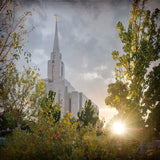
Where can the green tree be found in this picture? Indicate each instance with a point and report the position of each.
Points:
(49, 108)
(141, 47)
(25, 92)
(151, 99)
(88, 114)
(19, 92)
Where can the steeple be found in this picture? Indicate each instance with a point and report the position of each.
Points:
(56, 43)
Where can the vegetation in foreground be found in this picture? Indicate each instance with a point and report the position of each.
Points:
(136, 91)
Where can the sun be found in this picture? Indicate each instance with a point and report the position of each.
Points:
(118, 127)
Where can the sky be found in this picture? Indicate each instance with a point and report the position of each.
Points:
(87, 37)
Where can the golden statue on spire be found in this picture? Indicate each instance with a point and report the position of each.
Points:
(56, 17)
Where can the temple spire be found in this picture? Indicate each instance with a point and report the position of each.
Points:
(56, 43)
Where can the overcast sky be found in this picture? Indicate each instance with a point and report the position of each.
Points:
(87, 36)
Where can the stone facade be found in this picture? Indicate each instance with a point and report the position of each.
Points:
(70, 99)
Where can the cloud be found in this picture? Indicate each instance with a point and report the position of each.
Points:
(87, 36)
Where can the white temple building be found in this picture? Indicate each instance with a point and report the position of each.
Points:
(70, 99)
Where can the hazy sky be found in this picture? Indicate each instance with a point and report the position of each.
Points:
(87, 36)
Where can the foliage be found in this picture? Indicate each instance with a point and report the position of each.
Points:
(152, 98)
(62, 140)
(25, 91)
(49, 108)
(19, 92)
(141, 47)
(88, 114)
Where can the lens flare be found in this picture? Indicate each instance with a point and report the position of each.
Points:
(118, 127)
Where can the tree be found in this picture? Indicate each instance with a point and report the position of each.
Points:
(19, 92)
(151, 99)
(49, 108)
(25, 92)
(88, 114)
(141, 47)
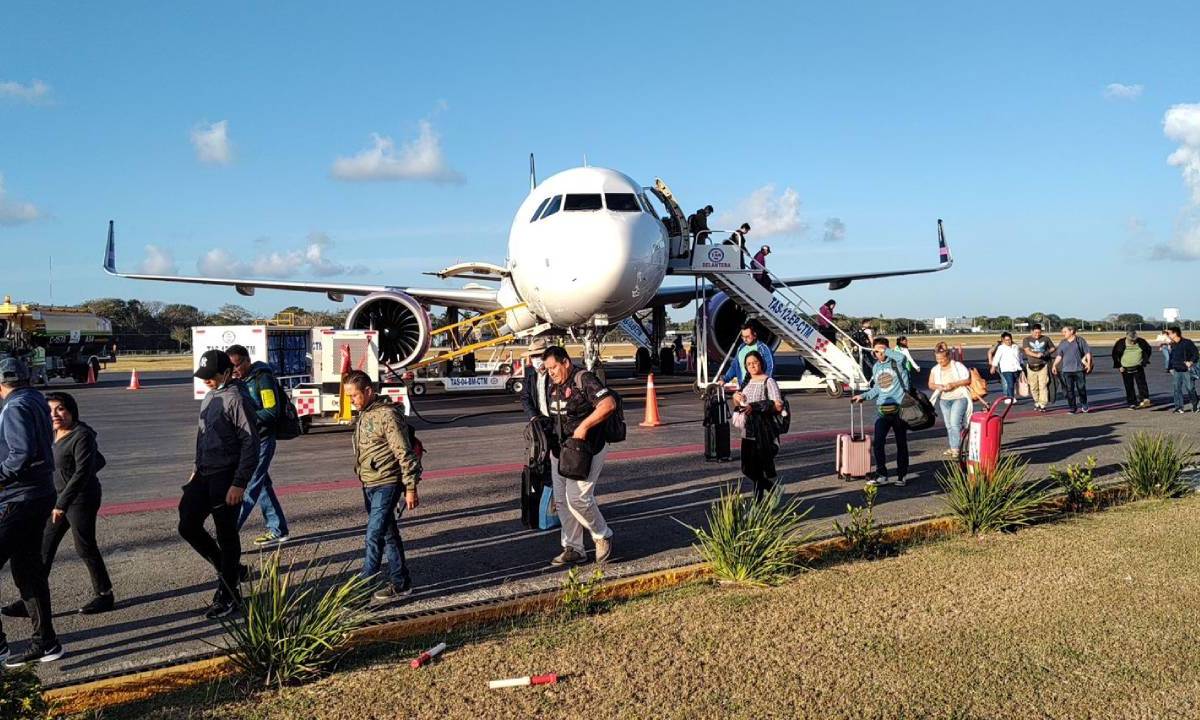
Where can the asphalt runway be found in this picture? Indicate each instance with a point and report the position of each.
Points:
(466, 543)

------------

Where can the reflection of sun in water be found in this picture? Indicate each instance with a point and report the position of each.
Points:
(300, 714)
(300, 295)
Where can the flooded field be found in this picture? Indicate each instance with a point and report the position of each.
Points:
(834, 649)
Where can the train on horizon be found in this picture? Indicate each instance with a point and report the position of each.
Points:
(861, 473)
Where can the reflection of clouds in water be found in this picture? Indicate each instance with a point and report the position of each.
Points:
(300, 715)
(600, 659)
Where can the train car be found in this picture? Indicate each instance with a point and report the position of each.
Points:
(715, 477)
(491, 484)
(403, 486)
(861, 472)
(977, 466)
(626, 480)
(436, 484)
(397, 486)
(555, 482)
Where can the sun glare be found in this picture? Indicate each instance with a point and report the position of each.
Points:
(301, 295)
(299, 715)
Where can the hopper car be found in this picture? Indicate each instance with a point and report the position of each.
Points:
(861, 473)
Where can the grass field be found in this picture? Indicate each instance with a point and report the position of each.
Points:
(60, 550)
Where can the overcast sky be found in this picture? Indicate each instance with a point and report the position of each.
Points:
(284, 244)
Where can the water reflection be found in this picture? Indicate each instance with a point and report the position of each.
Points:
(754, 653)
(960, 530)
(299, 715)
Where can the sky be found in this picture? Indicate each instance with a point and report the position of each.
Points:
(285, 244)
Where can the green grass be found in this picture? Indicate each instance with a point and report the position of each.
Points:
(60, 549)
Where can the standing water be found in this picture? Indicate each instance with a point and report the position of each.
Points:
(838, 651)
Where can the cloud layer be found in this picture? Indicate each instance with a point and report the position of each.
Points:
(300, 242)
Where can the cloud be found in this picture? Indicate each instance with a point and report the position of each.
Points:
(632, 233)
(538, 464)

------------

**Exercise aim:**
Tally the lines of the listing that hold the string "green", then reply with that number alone.

**Your response:**
2